_Exercise material_:

»»

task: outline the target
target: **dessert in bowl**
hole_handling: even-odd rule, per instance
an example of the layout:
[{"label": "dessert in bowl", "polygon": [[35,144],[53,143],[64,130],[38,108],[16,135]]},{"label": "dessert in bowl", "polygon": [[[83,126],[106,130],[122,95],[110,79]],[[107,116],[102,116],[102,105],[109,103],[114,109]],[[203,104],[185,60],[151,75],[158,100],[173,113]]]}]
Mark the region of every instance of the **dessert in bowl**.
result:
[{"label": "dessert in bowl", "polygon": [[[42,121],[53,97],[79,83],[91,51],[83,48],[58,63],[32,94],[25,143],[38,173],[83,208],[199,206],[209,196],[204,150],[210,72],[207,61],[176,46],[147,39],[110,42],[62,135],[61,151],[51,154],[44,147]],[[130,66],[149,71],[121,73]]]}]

««

_Directions_: Copy the lines word for word, starting at the first line and ending at the line that contains "an example of", including both of those lines.

_Solution to the problem_:
task: outline the target
target: **dessert in bowl**
hole_handling: even-odd rule, per instance
an example of the layout:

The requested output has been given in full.